AIM OF THE TASK: Could you set out every line of the listing below as a numbered list, skipping any blank lines?

★ ★ ★ ★ ★

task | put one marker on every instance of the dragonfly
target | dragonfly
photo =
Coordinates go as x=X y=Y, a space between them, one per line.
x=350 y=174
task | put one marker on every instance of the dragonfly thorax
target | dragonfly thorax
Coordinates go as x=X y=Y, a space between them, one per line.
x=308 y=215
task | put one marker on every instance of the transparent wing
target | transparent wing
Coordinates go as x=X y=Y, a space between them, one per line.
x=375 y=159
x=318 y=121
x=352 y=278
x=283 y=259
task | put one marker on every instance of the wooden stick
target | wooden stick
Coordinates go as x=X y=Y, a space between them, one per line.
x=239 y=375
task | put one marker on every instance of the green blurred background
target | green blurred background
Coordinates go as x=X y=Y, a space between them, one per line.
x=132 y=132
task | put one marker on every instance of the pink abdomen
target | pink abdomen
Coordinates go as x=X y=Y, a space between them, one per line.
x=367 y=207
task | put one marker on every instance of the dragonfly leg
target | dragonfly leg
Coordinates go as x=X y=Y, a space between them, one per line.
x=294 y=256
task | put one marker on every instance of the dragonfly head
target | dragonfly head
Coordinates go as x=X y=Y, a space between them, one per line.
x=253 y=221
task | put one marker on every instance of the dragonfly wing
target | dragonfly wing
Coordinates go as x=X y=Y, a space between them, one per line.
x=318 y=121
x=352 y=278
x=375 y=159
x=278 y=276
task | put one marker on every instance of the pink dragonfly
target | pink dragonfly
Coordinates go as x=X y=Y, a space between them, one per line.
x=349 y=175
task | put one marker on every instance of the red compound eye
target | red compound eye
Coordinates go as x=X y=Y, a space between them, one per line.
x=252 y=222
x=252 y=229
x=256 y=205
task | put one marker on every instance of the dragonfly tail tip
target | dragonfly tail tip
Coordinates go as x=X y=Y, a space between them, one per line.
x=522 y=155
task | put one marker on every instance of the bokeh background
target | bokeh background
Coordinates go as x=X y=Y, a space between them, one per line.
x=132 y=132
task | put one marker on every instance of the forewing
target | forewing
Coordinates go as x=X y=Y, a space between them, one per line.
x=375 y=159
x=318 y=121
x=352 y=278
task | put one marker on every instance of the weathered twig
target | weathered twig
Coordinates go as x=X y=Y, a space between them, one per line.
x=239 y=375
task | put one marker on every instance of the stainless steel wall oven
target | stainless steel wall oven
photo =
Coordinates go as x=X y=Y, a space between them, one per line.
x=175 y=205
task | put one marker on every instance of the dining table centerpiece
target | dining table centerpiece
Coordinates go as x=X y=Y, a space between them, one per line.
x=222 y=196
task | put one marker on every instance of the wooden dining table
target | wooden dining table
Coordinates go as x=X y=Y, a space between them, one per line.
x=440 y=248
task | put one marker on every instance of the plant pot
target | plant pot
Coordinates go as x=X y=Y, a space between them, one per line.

★ ★ ★ ★ ★

EXERCISE RESULT:
1. task | put one marker on every instance of the dragonfly
2. target | dragonfly
3. photo =
4. Coordinates go as x=X y=Y, a space between them, one per line.
5. x=350 y=174
6. task | put one marker on every instance of the dragonfly thorax
7. target | dragonfly thorax
8. Coordinates go as x=X y=Y, a space between them, one per line.
9. x=308 y=215
10. task | put one marker on every instance of the transparent wing
11. target | transparent wing
12. Coordinates go as x=X y=Y, a space between them, one per line.
13. x=375 y=159
14. x=318 y=121
15. x=352 y=278
16. x=283 y=259
17. task | put one marker on every instance of the wooden stick
18. target | wooden stick
19. Coordinates go as x=X y=Y, a space between them, one per line.
20. x=239 y=375
21. task | put one marker on every instance of the green blurred background
22. target | green blurred background
23. Coordinates go as x=X y=Y, a space between them, one per line.
24. x=132 y=132
25. task | put one marker on every instance of the pink abdomen
26. target | pink abdomen
27. Coordinates go as x=X y=Y, a space between them, one per line.
28. x=367 y=207
29. task | put one marker on every instance of the dragonfly leg
30. target | dragonfly leg
31. Coordinates go as x=X y=Y, a space between them, one per line.
32. x=294 y=256
33. task | put one marker on every instance of the dragonfly head
34. target | dragonfly head
35. Coordinates go as x=X y=Y, a space between them, one per line.
36. x=253 y=221
37. task | put one marker on every instance of the dragonfly wing
38. target | dragonfly wing
39. Coordinates go as x=X y=Y, a space between them, one per line.
40. x=318 y=121
41. x=352 y=278
42. x=375 y=159
43. x=278 y=276
44. task | put one marker on every instance of the pink dragonfly
45. target | pink dragonfly
46. Coordinates go as x=X y=Y, a space between them, one per line.
47. x=349 y=175
48. task | put one marker on every instance of the red compound eye
49. target | red compound eye
50. Coordinates go as x=X y=Y, a space between them, one per line.
51. x=252 y=222
52. x=252 y=229
53. x=256 y=205
54. task | put one marker on every instance of the dragonfly tail tip
55. target | dragonfly tail tip
56. Coordinates go as x=X y=Y, a space between them, one per line.
57. x=522 y=155
58. task | put one marker on every instance of the bokeh background
59. target | bokeh background
60. Coordinates go as x=X y=Y, a space between them, one per line.
61. x=132 y=132
62. task | put one marker on every instance of the forewing
63. target | forewing
64. Coordinates go as x=X y=Y, a space between them, one per line.
65. x=375 y=159
66. x=318 y=121
67. x=352 y=278
68. task | put one marker on every instance of the weathered twig
69. target | weathered twig
70. Coordinates go as x=X y=Y, a space between them, one per line.
71. x=239 y=375
72. task | put one marker on every instance of the stainless steel wall oven
73. target | stainless steel wall oven
74. photo =
75. Coordinates go as x=X y=Y, a space between them, one per line.
76. x=175 y=205
77. task | put one marker on every instance of the dining table centerpiece
78. target | dining table centerpiece
79. Coordinates go as x=X y=Y, a space between them, one per line.
80. x=222 y=196
81. task | put one marker on every instance of the wooden dining table
82. target | wooden dining table
83. Coordinates go as x=X y=Y, a space between them, one per line.
84. x=440 y=248
85. task | put one marker on every instance of the plant pot
86. target | plant pot
87. Coordinates go as x=X y=Y, a space between them, one per line.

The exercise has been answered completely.